* _Problem requirements_
Reproduce the listing verbatim, starting at the line with "Locate all occurrences of blue jeans." and continuing through its last line, both included.

* _Input for this task_
# # # # #
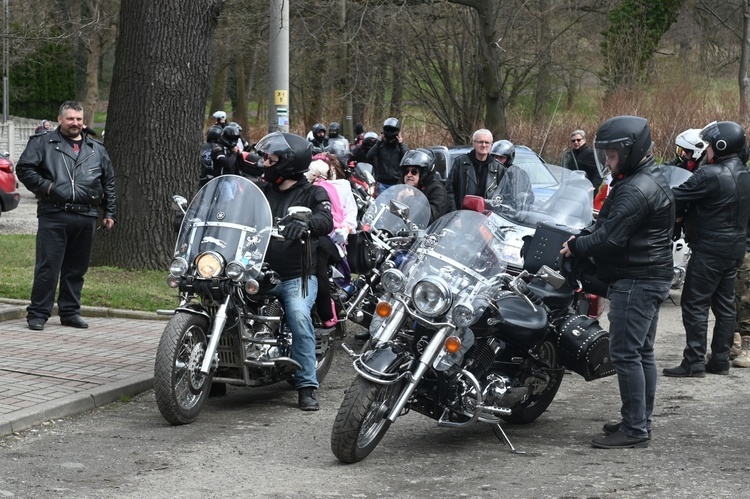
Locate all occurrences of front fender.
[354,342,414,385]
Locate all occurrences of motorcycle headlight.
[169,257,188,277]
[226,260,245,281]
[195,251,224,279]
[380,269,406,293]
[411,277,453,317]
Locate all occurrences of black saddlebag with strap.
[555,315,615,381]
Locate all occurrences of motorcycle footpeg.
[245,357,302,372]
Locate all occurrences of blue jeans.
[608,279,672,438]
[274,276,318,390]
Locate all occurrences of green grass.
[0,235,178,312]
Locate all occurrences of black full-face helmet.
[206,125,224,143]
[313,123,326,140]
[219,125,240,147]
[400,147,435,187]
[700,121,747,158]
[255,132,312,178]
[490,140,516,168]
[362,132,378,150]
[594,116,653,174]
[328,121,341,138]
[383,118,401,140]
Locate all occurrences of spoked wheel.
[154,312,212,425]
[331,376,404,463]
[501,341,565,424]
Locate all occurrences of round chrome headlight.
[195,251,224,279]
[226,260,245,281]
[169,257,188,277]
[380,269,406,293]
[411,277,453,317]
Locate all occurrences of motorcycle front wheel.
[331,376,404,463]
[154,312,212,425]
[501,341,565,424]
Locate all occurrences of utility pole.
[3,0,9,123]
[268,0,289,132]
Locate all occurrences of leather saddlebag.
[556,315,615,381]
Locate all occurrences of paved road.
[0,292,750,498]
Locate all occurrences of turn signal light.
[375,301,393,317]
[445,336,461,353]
# # # # #
* _Exercise response_
Locate all occurrences of blue jeans.
[608,279,672,438]
[274,276,318,390]
Locate all occurrences of green grass.
[0,235,178,312]
Locate all occurrences of black full-face helmet.
[206,125,224,143]
[313,123,326,140]
[219,125,240,147]
[400,147,435,187]
[700,121,747,158]
[255,132,312,178]
[490,140,516,168]
[362,132,378,150]
[594,116,653,174]
[328,121,341,138]
[383,118,401,140]
Locate all occurrences of spoked wheel.
[154,312,212,425]
[331,376,404,463]
[501,341,565,424]
Locate all occurrences of round chrome headlight.
[195,251,224,279]
[226,260,245,281]
[169,257,188,277]
[380,269,406,293]
[411,277,453,317]
Locate all occurrences of motorcycle front wheel.
[331,376,404,463]
[154,312,212,425]
[501,341,565,424]
Locate all occurrences of utility pole.
[3,0,9,123]
[268,0,289,132]
Locate all occurrences of leather saddlebag.
[556,315,615,381]
Locate all occurrences of paved road.
[0,292,750,498]
Locate all occurrences of turn signal light.
[375,301,393,317]
[445,336,461,353]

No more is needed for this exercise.